Segmentation labeling entries:
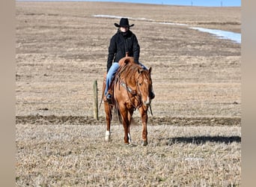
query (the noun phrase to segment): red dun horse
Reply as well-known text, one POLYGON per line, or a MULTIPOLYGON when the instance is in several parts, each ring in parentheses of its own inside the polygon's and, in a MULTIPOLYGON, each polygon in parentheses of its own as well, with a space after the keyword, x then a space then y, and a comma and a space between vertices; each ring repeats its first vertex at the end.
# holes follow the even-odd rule
MULTIPOLYGON (((150 91, 152 87, 151 67, 147 70, 134 63, 132 57, 125 57, 119 61, 120 67, 111 85, 112 102, 105 101, 107 123, 106 141, 110 140, 110 123, 113 108, 115 107, 119 120, 124 129, 124 143, 131 142, 129 127, 133 111, 138 109, 142 120, 142 144, 147 144, 147 109, 150 105, 150 91)), ((106 83, 103 82, 104 93, 106 83)))

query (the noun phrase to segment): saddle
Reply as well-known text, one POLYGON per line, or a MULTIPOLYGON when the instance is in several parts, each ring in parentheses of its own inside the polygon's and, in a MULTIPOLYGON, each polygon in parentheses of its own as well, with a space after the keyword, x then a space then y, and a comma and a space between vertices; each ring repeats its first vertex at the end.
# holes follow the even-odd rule
MULTIPOLYGON (((118 61, 119 68, 118 68, 117 73, 115 73, 115 76, 114 76, 114 78, 113 78, 113 79, 112 79, 112 82, 110 84, 109 90, 108 90, 108 94, 110 94, 112 96, 112 100, 113 100, 114 85, 115 85, 114 83, 116 82, 117 75, 120 75, 120 73, 124 70, 125 66, 128 63, 135 63, 134 62, 134 58, 132 57, 128 57, 127 55, 126 57, 122 58, 118 61)), ((107 73, 105 73, 104 76, 103 76, 103 93, 104 93, 105 88, 106 88, 106 76, 107 76, 107 73)), ((108 102, 106 96, 104 96, 104 94, 103 94, 103 96, 104 102, 108 102)))

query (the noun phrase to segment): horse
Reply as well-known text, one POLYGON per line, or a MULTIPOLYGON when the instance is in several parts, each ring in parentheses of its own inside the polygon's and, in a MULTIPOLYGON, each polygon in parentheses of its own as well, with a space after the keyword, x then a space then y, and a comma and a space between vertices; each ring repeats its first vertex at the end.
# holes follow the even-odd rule
MULTIPOLYGON (((131 143, 129 127, 132 114, 135 109, 140 112, 142 120, 142 145, 147 144, 147 110, 150 107, 150 92, 152 89, 151 70, 143 69, 134 62, 132 57, 124 57, 119 61, 120 67, 113 79, 112 85, 112 99, 104 102, 106 120, 105 140, 110 141, 110 123, 115 108, 119 121, 124 129, 124 144, 131 143)), ((106 82, 103 80, 103 96, 106 82)))

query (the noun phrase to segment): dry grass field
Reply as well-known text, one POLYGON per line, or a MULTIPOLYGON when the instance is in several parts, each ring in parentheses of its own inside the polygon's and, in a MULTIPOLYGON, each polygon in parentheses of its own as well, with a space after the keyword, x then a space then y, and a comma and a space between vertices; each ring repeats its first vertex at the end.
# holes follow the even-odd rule
POLYGON ((16 186, 241 186, 241 45, 189 28, 240 33, 240 7, 16 4, 16 186), (119 22, 95 15, 129 17, 153 68, 147 147, 138 112, 129 146, 116 120, 104 141, 103 107, 94 119, 119 22))

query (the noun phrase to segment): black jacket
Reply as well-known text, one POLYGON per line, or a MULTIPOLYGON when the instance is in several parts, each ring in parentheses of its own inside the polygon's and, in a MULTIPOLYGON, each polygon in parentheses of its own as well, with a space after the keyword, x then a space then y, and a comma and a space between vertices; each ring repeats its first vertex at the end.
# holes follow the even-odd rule
POLYGON ((136 36, 129 30, 126 34, 118 30, 110 40, 107 72, 113 61, 118 62, 121 58, 125 57, 126 52, 129 56, 134 58, 135 63, 138 63, 140 47, 136 36))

→ **WHAT TO DO**
Reproduce all of the material above line for line, leaving out the pictures.

→ **ANSWER TO THIS PROBLEM**
query (the noun phrase to segment): red dun horse
Reply as well-known text, one POLYGON per line, or a MULTIPOLYGON when the instance is in several parts, each ring in parentheses of its own inside the polygon's and, in a MULTIPOLYGON, each polygon in parentheses of its own as well, with a space after the keyword, x then a space then y, and a comma and a space between vertices; each ring repeats its first vertex at the end.
# holes follow the even-odd rule
MULTIPOLYGON (((150 91, 152 87, 151 67, 147 70, 134 63, 132 57, 125 57, 119 61, 120 67, 111 85, 112 102, 105 101, 107 123, 106 141, 110 140, 110 123, 113 108, 115 107, 119 120, 124 129, 124 143, 131 142, 129 127, 133 111, 138 109, 142 120, 142 144, 147 144, 147 109, 150 105, 150 91)), ((106 83, 103 82, 104 93, 106 83)))

query (the noun phrase to segment): saddle
Reply as well-known text, one POLYGON per line, or a MULTIPOLYGON when the instance is in several parts, each ring in parentheses of its own inside the polygon's and, in a MULTIPOLYGON, each polygon in parentheses of its own as well, with a space after the keyword, x then a space then y, and a comma and a space between vertices; each ring repeats its first vertex at the end.
# holes follow the even-odd rule
MULTIPOLYGON (((118 61, 119 68, 118 68, 117 73, 115 73, 115 76, 114 76, 114 78, 113 78, 113 79, 112 79, 112 82, 110 84, 109 90, 108 90, 108 94, 110 94, 112 96, 112 100, 113 100, 114 85, 115 85, 114 83, 116 82, 117 75, 120 75, 120 73, 124 70, 125 66, 128 63, 135 63, 134 62, 134 58, 132 57, 128 57, 127 55, 126 57, 122 58, 118 61)), ((107 73, 105 73, 104 76, 103 76, 103 93, 104 93, 105 88, 106 88, 106 76, 107 76, 107 73)), ((108 102, 106 96, 104 96, 104 94, 103 94, 103 96, 104 102, 108 102)))

query (the noun phrase to segment): horse
Reply as well-known text, one POLYGON per line, or a MULTIPOLYGON when the instance is in several parts, each ring in parentheses of its own inside the polygon's and, in a MULTIPOLYGON, each polygon in parentheses of its own as well, with a space after the keyword, x then a space then y, and a comma and a space between vertices; each ring repeats its first vertex at the end.
# holes follow the even-odd rule
MULTIPOLYGON (((131 143, 129 127, 132 114, 135 109, 140 112, 142 120, 142 145, 147 144, 147 110, 150 107, 150 92, 152 89, 151 70, 143 69, 134 62, 132 57, 124 57, 119 61, 120 67, 113 79, 112 85, 112 99, 104 102, 106 120, 105 140, 110 141, 110 123, 115 108, 119 121, 124 129, 124 144, 131 143)), ((106 82, 103 80, 103 96, 106 82)))

query (the noun phrase to segment): dry grass field
Reply as well-known text, one POLYGON per line, or a MULTIPOLYGON when the instance is in several parts, each ring in parentheses of its own inside the polygon's and, in a MULTIPOLYGON, each polygon in parentheses of its own as well, with a space after the keyword, x then a space then y, and a comma and a space between vertices; each ring repeats its first vertex at the end.
# holes follow the even-odd rule
POLYGON ((16 186, 241 186, 241 45, 189 28, 240 33, 240 7, 16 4, 16 186), (119 22, 95 15, 129 17, 153 68, 147 147, 138 112, 129 146, 116 120, 104 141, 103 107, 94 119, 119 22))

query (the noun phrase to segment): black jacket
Reply as well-known text, one POLYGON per line, or a MULTIPOLYGON when the instance is in several parts, each ring in parentheses of its own inside the polygon's and, in a MULTIPOLYGON, each polygon in parentheses of its own as well, with a space after the keyword, x then a space then y, and a comma and a space between vertices; each ring repeats its first vertex at the end.
# holes follow the even-odd rule
POLYGON ((136 36, 129 30, 126 34, 118 30, 110 40, 107 72, 113 61, 118 62, 121 58, 125 57, 126 52, 129 56, 134 58, 135 63, 138 63, 140 47, 136 36))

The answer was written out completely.